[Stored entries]
-----

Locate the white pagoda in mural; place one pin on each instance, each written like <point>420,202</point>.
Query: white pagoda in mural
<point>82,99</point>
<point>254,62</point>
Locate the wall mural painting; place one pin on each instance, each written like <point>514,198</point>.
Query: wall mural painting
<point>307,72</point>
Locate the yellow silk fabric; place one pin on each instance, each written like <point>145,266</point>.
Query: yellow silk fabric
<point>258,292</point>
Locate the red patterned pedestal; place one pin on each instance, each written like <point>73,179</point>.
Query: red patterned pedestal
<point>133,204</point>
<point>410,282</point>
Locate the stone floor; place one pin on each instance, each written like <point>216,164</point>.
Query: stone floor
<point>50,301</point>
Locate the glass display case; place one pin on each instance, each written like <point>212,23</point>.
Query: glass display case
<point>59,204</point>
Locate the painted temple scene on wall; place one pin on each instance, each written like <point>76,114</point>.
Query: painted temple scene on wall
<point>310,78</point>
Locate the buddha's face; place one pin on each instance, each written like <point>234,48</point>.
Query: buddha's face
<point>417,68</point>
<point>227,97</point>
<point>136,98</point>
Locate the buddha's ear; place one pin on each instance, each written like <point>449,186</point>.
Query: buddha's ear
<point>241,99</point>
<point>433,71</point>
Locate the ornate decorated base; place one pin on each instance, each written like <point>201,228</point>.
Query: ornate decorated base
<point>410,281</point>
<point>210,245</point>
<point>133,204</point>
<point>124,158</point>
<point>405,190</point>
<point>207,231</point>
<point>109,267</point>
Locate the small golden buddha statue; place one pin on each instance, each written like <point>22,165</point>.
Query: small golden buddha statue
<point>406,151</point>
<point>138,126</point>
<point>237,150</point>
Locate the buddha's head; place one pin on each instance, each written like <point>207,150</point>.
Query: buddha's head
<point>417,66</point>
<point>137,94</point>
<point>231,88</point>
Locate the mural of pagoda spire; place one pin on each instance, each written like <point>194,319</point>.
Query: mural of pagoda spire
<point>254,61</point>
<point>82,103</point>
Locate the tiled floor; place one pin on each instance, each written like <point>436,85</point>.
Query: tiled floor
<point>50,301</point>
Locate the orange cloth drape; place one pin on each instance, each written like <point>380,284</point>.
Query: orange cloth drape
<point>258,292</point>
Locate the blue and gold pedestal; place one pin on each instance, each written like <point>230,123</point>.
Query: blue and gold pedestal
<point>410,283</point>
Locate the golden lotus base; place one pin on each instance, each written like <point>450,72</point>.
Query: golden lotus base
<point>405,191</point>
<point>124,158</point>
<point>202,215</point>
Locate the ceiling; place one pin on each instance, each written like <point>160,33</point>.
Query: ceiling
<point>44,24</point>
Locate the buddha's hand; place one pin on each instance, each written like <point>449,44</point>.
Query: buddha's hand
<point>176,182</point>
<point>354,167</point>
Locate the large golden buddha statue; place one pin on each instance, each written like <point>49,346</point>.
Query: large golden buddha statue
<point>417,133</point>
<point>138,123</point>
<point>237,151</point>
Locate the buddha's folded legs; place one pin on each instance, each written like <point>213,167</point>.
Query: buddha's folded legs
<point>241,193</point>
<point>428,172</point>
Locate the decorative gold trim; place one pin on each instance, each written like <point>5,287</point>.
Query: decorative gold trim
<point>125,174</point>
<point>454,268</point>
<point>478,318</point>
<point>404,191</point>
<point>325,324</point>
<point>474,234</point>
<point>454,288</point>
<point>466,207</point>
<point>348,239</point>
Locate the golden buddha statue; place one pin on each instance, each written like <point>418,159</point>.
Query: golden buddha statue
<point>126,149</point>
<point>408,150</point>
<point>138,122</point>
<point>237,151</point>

-----

- Written exercise:
Could you lay out all the records above as a two-column CSV with the headers input and output, one row per record, putting its text under input and its answer under output, each as a single quoted field with line breaks replaced by spaces?

- Output of the task:
input,output
"Locate the white pagoda in mural; place one pin on each instance, each written like <point>420,202</point>. Query: white pagoda in mural","<point>82,99</point> <point>254,62</point>"
"Locate the wall mural painting; place one pin on each instance, each written like <point>514,198</point>. Query: wall mural painting","<point>307,72</point>"
"Locate the yellow silk fabric; place one pin on each instance, each written like <point>145,266</point>. Query: yellow silk fabric","<point>258,292</point>"
"Locate the red patterned pedestal; place one pin on each instance, each written like <point>73,179</point>. Query: red patterned pedestal","<point>133,204</point> <point>410,282</point>"
"Locate the stone floor; place one pin on each instance, each written like <point>216,164</point>. Query: stone floor","<point>50,301</point>"
"Locate the glass display case; place one pin on each instance, each written like <point>212,23</point>. Query: glass display case","<point>59,204</point>"
"Locate the painted temple scene on wall; place one pin on each instance, each written like <point>76,114</point>. Query: painted temple scene on wall","<point>310,78</point>"
"Locate the buddha's face; place one pin on each instance, each written like <point>234,48</point>. Query: buddha's face","<point>417,68</point> <point>227,97</point> <point>136,98</point>"
"Locate the buddha's ear; place one pin on each instance, each written like <point>449,186</point>. Query: buddha's ear","<point>241,99</point> <point>433,71</point>"
"Locate the ornate decorated base; place one pin on each instance, each written like <point>201,228</point>. Query: ornate decorated base","<point>410,281</point> <point>210,245</point> <point>133,204</point> <point>124,158</point> <point>405,190</point> <point>207,231</point> <point>109,267</point>"
"Locate the small golden buddha statue; place one pin on each instance, each written like <point>22,165</point>. Query: small golden buddha statue","<point>406,151</point> <point>138,126</point> <point>237,150</point>"
"Locate the buddha's head; place one pin on each instance, each written like <point>207,150</point>. Query: buddha's head","<point>417,66</point> <point>137,94</point> <point>231,88</point>"
"Locate the mural of pagoda spire; place one pin on each instance, each written like <point>194,319</point>. Query: mural of pagoda spire","<point>254,61</point> <point>82,103</point>"
"Locate the tiled floor; place one pin on each instance, each written like <point>436,85</point>. Query: tiled floor","<point>50,301</point>"
"Locate the orange cloth drape; place one pin on each instance, each written like <point>380,284</point>. Query: orange cloth drape","<point>258,292</point>"
"Locate the blue and gold pedestal; place one pin on each instance, each written like <point>230,123</point>. Query: blue and gold pedestal","<point>410,283</point>"
"Locate the golden lotus base; place one pin on each instance, each written like <point>450,72</point>. Query: golden lotus base","<point>405,191</point> <point>124,158</point> <point>202,215</point>"
"Locate the ceiling; place one pin on each instance, each written like <point>160,33</point>. Query: ceiling","<point>44,24</point>"
"Locate the buddha's hand; place one pin on each instance, each written like <point>449,44</point>. Query: buddha's hand","<point>176,182</point> <point>354,167</point>"
"Locate the large golden buddha statue; place one pin on each instance, each written like <point>49,346</point>. Query: large golden buddha statue","<point>417,133</point> <point>138,123</point> <point>237,151</point>"
"Locate the buddha's folded legs; place one pin on each instance, each written like <point>213,167</point>. Query: buddha's folded legs","<point>241,193</point> <point>428,172</point>"
"Locate the decorative gold trim; place one pin on each instance, each written like <point>5,287</point>. Query: decorative gold trim","<point>125,174</point> <point>454,268</point> <point>478,318</point> <point>404,191</point> <point>325,324</point> <point>474,234</point> <point>454,288</point> <point>466,207</point> <point>348,239</point>"
"Locate the golden buddha statue; place one pin on each instance, each written like <point>418,159</point>. Query: golden buddha statue","<point>126,149</point> <point>408,150</point> <point>138,122</point> <point>237,151</point>"